--- EXERCISE PROMPT ---
List each line of the material below that contains the string "house", and copy every such line in full.

━━━━━━━━━━━━━━━━

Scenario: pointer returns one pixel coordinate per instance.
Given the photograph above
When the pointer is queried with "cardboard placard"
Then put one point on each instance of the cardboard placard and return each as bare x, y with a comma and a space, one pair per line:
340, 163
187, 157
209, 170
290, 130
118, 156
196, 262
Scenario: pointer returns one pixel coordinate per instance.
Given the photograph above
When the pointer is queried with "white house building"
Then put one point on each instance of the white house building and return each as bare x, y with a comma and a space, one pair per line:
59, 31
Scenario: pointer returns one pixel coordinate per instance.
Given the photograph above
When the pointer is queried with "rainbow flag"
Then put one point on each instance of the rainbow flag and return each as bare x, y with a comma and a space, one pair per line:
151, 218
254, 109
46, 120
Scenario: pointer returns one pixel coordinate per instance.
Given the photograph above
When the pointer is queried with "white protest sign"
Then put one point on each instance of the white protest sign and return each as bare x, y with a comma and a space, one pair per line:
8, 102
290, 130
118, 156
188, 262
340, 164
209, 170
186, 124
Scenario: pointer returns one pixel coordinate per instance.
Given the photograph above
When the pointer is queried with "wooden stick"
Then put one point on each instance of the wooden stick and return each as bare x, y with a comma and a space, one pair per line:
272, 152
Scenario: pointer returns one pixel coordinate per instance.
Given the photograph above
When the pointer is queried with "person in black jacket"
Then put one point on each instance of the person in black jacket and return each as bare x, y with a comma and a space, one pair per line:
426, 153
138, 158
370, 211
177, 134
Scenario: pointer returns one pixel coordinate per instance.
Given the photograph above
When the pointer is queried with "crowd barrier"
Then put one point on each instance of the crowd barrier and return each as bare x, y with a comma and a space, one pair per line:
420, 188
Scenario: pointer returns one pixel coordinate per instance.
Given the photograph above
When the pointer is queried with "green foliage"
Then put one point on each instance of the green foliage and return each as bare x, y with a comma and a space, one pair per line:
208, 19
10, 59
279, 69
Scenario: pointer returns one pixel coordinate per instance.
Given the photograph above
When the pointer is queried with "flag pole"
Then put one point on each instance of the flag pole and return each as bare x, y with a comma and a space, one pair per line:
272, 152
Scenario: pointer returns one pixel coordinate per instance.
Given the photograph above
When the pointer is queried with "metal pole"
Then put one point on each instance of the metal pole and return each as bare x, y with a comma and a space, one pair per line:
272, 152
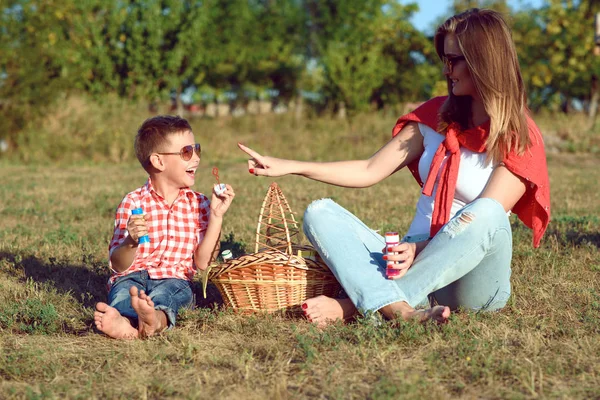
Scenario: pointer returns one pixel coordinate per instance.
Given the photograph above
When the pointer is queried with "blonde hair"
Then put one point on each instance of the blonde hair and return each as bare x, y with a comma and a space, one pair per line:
486, 43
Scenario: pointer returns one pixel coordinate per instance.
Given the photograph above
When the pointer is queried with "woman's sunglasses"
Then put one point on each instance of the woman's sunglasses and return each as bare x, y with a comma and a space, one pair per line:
450, 61
186, 152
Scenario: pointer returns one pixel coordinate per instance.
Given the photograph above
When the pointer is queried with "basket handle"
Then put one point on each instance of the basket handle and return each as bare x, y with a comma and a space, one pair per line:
277, 221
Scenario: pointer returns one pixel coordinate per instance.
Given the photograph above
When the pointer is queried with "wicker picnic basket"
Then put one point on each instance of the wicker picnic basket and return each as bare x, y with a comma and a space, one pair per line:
280, 274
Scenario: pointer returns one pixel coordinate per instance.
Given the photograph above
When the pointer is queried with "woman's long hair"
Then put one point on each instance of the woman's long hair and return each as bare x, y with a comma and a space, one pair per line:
486, 42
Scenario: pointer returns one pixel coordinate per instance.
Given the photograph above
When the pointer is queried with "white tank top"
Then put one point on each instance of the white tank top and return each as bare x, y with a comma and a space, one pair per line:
473, 175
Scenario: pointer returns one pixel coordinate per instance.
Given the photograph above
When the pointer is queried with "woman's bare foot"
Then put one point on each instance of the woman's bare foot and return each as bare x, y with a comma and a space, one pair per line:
112, 323
149, 319
323, 310
403, 310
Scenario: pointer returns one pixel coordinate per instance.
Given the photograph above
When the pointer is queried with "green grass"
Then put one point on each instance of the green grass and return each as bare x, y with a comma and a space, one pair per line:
57, 222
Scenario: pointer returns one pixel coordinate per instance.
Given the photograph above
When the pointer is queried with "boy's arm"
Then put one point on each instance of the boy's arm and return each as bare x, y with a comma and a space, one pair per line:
124, 243
122, 256
208, 248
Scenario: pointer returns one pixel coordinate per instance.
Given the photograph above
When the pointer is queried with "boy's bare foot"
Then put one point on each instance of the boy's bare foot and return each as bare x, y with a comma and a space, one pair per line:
112, 323
401, 309
323, 310
149, 322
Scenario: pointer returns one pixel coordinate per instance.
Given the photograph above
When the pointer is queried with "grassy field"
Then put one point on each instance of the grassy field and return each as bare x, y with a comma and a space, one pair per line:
56, 222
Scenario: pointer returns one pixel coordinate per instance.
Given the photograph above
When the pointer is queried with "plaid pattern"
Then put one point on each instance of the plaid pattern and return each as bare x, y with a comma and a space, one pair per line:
174, 232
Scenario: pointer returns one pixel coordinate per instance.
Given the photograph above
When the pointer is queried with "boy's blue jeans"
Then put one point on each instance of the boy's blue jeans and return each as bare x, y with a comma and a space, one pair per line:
168, 295
467, 264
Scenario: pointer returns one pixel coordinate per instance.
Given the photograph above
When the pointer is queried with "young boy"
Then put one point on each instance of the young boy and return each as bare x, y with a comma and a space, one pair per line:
152, 281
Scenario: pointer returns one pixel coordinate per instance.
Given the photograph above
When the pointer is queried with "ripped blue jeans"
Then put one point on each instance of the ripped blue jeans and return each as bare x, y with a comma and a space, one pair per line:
467, 264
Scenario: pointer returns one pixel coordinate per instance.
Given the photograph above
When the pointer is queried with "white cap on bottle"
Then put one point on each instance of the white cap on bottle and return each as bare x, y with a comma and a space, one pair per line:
392, 237
226, 255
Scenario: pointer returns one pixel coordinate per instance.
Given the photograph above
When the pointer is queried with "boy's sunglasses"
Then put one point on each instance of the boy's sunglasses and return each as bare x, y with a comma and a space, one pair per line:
186, 152
450, 61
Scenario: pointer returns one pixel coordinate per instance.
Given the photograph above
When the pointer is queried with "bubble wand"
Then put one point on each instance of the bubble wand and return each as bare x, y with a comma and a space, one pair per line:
220, 188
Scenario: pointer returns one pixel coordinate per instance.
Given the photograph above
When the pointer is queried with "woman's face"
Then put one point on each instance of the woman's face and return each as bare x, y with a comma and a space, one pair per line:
458, 73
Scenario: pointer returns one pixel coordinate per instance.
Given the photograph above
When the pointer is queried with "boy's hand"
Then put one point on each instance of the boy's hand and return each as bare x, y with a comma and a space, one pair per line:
136, 227
219, 204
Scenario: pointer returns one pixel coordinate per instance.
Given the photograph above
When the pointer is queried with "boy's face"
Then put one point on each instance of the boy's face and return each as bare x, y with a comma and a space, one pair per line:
178, 172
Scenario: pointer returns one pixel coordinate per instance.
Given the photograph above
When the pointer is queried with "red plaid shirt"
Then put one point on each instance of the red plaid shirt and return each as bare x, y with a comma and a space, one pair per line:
174, 232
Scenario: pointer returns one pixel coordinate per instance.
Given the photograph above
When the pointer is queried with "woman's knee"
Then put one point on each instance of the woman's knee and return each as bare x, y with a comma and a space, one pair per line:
485, 213
319, 211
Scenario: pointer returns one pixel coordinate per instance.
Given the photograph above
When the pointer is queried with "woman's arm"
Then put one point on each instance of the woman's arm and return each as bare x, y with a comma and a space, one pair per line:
396, 154
504, 187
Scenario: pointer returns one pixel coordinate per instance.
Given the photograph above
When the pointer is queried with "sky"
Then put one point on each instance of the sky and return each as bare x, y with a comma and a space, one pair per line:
431, 10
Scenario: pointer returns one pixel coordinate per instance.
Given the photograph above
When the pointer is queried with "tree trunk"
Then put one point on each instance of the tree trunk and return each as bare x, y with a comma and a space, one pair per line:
299, 107
178, 103
594, 97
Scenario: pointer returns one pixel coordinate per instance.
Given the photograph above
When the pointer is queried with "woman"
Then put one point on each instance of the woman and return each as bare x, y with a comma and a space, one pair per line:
479, 155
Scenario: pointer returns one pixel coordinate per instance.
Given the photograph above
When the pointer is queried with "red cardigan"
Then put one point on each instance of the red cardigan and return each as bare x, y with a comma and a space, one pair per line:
533, 208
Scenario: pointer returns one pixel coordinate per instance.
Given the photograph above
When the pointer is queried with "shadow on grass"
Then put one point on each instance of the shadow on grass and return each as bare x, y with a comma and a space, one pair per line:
87, 283
568, 231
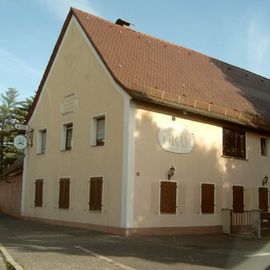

━━━━━━━━━━━━━━━━

--- WORKED SOLUTION ---
When the pointer is queried with "white house building"
Then put one point on each instance of the white house building and return each as bare x, y with a comma and a space, one pair per line:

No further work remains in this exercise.